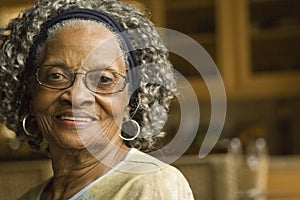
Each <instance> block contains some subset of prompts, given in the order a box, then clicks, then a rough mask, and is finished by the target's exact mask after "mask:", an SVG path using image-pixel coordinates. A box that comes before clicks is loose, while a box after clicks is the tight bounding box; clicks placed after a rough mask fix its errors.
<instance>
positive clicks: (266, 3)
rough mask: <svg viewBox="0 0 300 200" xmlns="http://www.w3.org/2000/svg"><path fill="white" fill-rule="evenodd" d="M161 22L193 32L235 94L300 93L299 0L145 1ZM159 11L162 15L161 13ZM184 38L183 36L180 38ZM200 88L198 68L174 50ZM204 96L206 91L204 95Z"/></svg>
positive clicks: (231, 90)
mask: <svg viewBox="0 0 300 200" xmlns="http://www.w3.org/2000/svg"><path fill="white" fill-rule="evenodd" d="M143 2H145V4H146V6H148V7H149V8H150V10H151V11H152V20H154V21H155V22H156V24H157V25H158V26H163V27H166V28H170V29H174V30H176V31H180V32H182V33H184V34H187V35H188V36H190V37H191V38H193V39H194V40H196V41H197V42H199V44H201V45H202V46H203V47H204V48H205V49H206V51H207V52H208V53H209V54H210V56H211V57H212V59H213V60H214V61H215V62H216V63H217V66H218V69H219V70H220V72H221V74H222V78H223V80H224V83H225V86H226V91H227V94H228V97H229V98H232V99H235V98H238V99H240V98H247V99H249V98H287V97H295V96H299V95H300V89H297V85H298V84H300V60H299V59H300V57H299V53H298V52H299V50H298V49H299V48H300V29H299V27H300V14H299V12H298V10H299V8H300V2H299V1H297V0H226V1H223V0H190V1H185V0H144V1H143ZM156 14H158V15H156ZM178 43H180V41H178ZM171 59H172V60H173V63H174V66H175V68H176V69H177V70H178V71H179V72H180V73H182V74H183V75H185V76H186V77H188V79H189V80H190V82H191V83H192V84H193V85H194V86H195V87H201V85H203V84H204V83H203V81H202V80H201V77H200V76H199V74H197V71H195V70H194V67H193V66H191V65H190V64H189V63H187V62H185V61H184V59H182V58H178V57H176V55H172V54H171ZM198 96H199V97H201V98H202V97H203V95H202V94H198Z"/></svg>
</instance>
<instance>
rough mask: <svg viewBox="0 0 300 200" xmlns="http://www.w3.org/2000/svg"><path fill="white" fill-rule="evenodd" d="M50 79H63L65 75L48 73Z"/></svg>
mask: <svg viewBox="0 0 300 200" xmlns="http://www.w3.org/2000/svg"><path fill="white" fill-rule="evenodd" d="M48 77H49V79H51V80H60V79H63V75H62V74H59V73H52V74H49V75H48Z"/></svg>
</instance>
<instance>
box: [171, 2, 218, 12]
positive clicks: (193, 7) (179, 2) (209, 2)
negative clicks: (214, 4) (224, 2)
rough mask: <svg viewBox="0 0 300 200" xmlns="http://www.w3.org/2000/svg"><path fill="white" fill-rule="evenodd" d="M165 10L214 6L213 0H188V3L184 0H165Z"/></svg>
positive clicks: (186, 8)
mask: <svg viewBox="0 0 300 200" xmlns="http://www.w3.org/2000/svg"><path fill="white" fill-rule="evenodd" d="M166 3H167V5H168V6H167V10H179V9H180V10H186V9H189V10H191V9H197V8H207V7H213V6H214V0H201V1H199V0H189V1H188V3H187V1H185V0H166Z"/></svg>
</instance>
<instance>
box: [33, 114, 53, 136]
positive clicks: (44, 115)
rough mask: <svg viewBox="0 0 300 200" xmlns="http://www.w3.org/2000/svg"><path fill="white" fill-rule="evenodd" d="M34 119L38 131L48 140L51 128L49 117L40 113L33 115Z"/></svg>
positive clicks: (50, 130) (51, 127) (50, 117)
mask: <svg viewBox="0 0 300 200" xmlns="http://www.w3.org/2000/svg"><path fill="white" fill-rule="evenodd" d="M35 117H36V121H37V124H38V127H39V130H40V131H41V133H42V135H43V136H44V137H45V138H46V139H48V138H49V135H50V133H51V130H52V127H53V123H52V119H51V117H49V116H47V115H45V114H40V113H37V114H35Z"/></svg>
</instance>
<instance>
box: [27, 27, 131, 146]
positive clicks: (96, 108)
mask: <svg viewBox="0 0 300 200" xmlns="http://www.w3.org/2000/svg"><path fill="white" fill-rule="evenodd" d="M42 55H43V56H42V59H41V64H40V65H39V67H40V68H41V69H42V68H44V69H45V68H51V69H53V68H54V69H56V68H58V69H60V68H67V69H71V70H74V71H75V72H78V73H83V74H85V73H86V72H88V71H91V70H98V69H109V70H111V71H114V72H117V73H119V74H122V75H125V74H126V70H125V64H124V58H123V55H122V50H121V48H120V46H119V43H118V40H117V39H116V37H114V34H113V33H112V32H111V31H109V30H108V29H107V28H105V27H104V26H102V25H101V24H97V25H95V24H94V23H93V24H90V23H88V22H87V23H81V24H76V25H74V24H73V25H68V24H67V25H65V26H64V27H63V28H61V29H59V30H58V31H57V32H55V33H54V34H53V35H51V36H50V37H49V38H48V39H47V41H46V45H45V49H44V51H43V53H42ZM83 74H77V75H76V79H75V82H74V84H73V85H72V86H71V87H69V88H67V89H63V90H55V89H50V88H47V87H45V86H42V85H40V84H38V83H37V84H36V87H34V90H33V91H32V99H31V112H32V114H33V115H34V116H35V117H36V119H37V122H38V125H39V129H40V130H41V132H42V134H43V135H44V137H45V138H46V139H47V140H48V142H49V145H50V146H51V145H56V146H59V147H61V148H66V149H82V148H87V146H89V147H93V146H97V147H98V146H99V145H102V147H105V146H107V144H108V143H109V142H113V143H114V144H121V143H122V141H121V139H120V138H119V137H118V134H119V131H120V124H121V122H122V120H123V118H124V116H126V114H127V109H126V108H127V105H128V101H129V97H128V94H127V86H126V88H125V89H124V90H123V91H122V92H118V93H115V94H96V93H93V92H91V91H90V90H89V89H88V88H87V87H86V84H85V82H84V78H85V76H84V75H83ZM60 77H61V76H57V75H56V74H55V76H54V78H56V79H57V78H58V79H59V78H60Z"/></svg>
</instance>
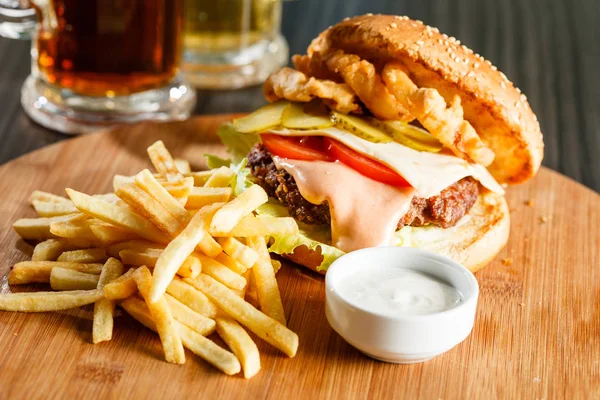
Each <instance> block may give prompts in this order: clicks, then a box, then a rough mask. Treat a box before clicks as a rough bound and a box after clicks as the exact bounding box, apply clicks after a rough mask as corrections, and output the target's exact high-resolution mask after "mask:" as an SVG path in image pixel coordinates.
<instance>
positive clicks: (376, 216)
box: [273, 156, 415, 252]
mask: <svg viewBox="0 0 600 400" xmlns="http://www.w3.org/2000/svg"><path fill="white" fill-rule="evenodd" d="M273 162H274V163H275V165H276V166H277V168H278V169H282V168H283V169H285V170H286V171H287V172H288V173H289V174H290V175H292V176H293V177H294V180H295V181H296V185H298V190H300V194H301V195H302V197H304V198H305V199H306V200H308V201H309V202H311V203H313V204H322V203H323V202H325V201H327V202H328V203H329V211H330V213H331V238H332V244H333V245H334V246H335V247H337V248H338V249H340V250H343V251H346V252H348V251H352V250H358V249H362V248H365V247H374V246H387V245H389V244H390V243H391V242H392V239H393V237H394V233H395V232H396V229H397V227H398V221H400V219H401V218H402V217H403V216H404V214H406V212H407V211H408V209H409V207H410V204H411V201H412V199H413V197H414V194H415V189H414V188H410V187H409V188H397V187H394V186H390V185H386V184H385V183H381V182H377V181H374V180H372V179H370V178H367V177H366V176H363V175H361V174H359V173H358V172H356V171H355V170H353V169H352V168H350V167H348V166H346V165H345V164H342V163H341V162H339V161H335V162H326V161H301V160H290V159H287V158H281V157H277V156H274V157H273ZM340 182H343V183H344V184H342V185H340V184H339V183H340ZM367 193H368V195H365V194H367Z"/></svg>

※ ※ ※

• [The problem]:
Convert every line of the items above into a Markdown table with the columns Row and Line, skipping blank lines and leaving the pictures out.

• [Task solution]:
| Row | Line |
|---|---|
| 1 | Each <instance> block contains some subset of prompts, given in the order a box, then clicks, then a rough mask, and is finished by the target's exact mask after "mask:", an SVG path using image-pixel coordinates. A box that comes before clicks is loose, while a box after clicks is the tight bounding box; clicks placed after a rough mask fix its errors. |
| 2 | <instance> |
| 3 | positive clicks: (266, 3) |
| 4 | rough mask: <svg viewBox="0 0 300 200" xmlns="http://www.w3.org/2000/svg"><path fill="white" fill-rule="evenodd" d="M161 22L193 32L235 94L300 93L299 0L145 1ZM159 11L162 15L161 13ZM184 38L183 36L180 38ZM200 88L198 68L174 50ZM204 96L206 91L204 95Z"/></svg> |
| 5 | positive clicks: (231, 90) |
| 6 | mask: <svg viewBox="0 0 300 200" xmlns="http://www.w3.org/2000/svg"><path fill="white" fill-rule="evenodd" d="M143 2H145V4H146V6H148V7H149V8H150V10H151V11H152V20H154V21H155V22H156V24H157V25H158V26H163V27H166V28H170V29H174V30H176V31H180V32H182V33H184V34H187V35H188V36H190V37H191V38H193V39H194V40H196V41H197V42H199V44H201V45H202V46H203V47H204V48H205V49H206V51H207V52H208V53H209V54H210V56H211V57H212V59H213V60H214V61H215V62H216V63H217V66H218V69H219V70H220V72H221V74H222V78H223V80H224V83H225V86H226V91H227V94H228V97H229V98H232V99H235V98H238V99H240V98H247V99H249V98H287V97H295V96H299V95H300V89H297V85H298V84H300V60H299V59H300V57H299V53H298V52H299V50H298V49H299V48H300V29H299V27H300V14H299V12H298V10H299V8H300V2H299V1H297V0H226V1H223V0H190V1H185V0H144V1H143ZM156 14H158V15H156ZM178 43H180V41H178ZM171 59H172V60H173V63H174V66H175V68H176V69H177V70H178V71H179V72H180V73H182V74H183V75H185V76H186V77H188V79H189V80H190V82H191V83H192V84H193V85H194V86H195V87H201V85H203V84H204V83H203V81H202V80H201V77H200V76H199V74H197V71H195V70H194V67H193V66H191V65H190V64H189V63H187V62H185V61H184V59H182V58H178V57H176V55H172V54H171ZM198 96H199V97H201V98H202V97H203V95H202V94H198Z"/></svg> |
| 7 | </instance> |
| 8 | <instance> |
| 9 | rough mask: <svg viewBox="0 0 300 200" xmlns="http://www.w3.org/2000/svg"><path fill="white" fill-rule="evenodd" d="M50 79H63L65 75L48 73Z"/></svg> |
| 10 | mask: <svg viewBox="0 0 300 200" xmlns="http://www.w3.org/2000/svg"><path fill="white" fill-rule="evenodd" d="M48 77H49V79H51V80H60V79H63V75H62V74H59V73H52V74H49V75H48Z"/></svg> |
| 11 | </instance> |
| 12 | <instance> |
| 13 | box: [171, 2, 218, 12] |
| 14 | positive clicks: (193, 7) (179, 2) (209, 2) |
| 15 | negative clicks: (214, 4) (224, 2) |
| 16 | rough mask: <svg viewBox="0 0 300 200" xmlns="http://www.w3.org/2000/svg"><path fill="white" fill-rule="evenodd" d="M165 10L214 6L213 0H188V3L184 0H165Z"/></svg> |
| 17 | positive clicks: (186, 8) |
| 18 | mask: <svg viewBox="0 0 300 200" xmlns="http://www.w3.org/2000/svg"><path fill="white" fill-rule="evenodd" d="M166 3H167V5H168V6H167V10H179V9H180V10H186V9H189V10H191V9H197V8H207V7H213V6H214V0H201V1H199V0H189V1H188V3H187V1H185V0H166Z"/></svg> |
| 19 | </instance> |
| 20 | <instance> |
| 21 | box: [33, 114, 53, 136] |
| 22 | positive clicks: (44, 115) |
| 23 | rough mask: <svg viewBox="0 0 300 200" xmlns="http://www.w3.org/2000/svg"><path fill="white" fill-rule="evenodd" d="M34 119L38 131L48 140L51 128L49 117L40 113L33 115Z"/></svg> |
| 24 | positive clicks: (50, 130) (51, 127) (50, 117) |
| 25 | mask: <svg viewBox="0 0 300 200" xmlns="http://www.w3.org/2000/svg"><path fill="white" fill-rule="evenodd" d="M35 117H36V121H37V124H38V127H39V130H40V131H41V133H42V135H43V136H44V137H45V138H46V139H48V138H49V135H50V133H51V130H52V127H53V123H52V119H51V117H49V116H47V115H45V114H40V113H37V114H35Z"/></svg> |
| 26 | </instance> |
| 27 | <instance> |
| 28 | box: [27, 27, 131, 146] |
| 29 | positive clicks: (96, 108) |
| 30 | mask: <svg viewBox="0 0 300 200" xmlns="http://www.w3.org/2000/svg"><path fill="white" fill-rule="evenodd" d="M42 55H43V56H42V59H41V64H40V65H39V67H40V68H41V69H42V68H44V69H45V68H51V69H53V68H54V69H56V68H58V69H60V68H67V69H71V70H74V71H75V72H78V73H83V74H85V73H86V72H88V71H91V70H98V69H109V70H111V71H114V72H117V73H119V74H122V75H125V74H126V70H125V64H124V58H123V55H122V50H121V48H120V46H119V43H118V40H117V39H116V37H114V34H113V33H112V32H111V31H109V30H108V29H107V28H105V27H104V26H102V25H101V24H97V25H95V24H94V23H93V24H90V23H88V22H87V23H81V24H76V25H74V24H73V25H68V24H67V25H65V26H64V27H63V28H61V29H59V30H58V31H57V32H55V33H54V34H53V35H51V36H50V37H49V38H48V39H47V41H46V45H45V49H44V51H43V53H42ZM83 74H77V75H76V79H75V82H74V84H73V85H72V86H71V87H69V88H67V89H63V90H55V89H50V88H47V87H45V86H42V85H40V84H38V83H37V84H36V87H34V90H33V91H32V99H31V112H32V114H33V115H34V116H35V117H36V119H37V122H38V125H39V129H40V130H41V132H42V134H43V135H44V137H45V138H46V139H47V140H48V142H49V145H50V146H51V145H56V146H59V147H61V148H66V149H82V148H87V146H89V147H93V146H97V147H98V146H99V145H102V147H105V146H107V144H108V143H109V142H113V143H114V144H121V143H122V141H121V139H120V138H119V137H118V134H119V131H120V124H121V122H122V120H123V118H124V116H126V114H127V109H126V108H127V105H128V101H129V97H128V94H127V86H126V88H125V89H124V90H123V91H122V92H118V93H115V94H96V93H93V92H91V91H90V90H89V89H88V88H87V87H86V84H85V82H84V78H85V76H84V75H83ZM60 77H61V76H57V75H56V74H55V76H54V78H56V79H57V78H58V79H59V78H60Z"/></svg> |
| 31 | </instance> |
| 32 | Each <instance> block may give prompts in this order: clicks, then a box, then a rough mask. Treat a box before clicks as a rough bound and a box after clicks as the exact bounding box, apply clicks after a rough mask as corrections, and output the target's exact high-resolution mask after "mask:" as an SVG path in image pixel coordinates. |
| 33 | <instance> |
| 34 | positive clicks: (376, 216) |
| 35 | box: [273, 156, 415, 252] |
| 36 | mask: <svg viewBox="0 0 600 400" xmlns="http://www.w3.org/2000/svg"><path fill="white" fill-rule="evenodd" d="M273 162H274V163H275V165H276V166H277V168H278V169H282V168H283V169H285V170H286V171H287V172H288V173H289V174H290V175H292V176H293V177H294V180H295V181H296V185H298V190H300V194H301V195H302V197H304V198H305V199H306V200H308V201H309V202H311V203H313V204H322V203H323V202H325V201H327V202H328V203H329V211H330V213H331V238H332V244H333V245H334V246H335V247H337V248H338V249H340V250H343V251H346V252H348V251H352V250H358V249H362V248H365V247H374V246H387V245H389V244H390V243H391V242H392V239H393V237H394V233H395V232H396V229H397V227H398V221H400V219H401V218H402V217H403V216H404V214H406V212H407V211H408V209H409V207H410V204H411V201H412V199H413V197H414V194H415V189H414V188H410V187H409V188H397V187H394V186H390V185H386V184H385V183H381V182H377V181H374V180H372V179H370V178H367V177H366V176H363V175H361V174H359V173H358V172H356V171H355V170H353V169H352V168H350V167H348V166H346V165H345V164H342V163H341V162H339V161H335V162H326V161H301V160H290V159H287V158H281V157H277V156H274V157H273ZM340 182H343V183H344V184H342V185H340V184H339V183H340ZM367 193H368V195H365V194H367Z"/></svg> |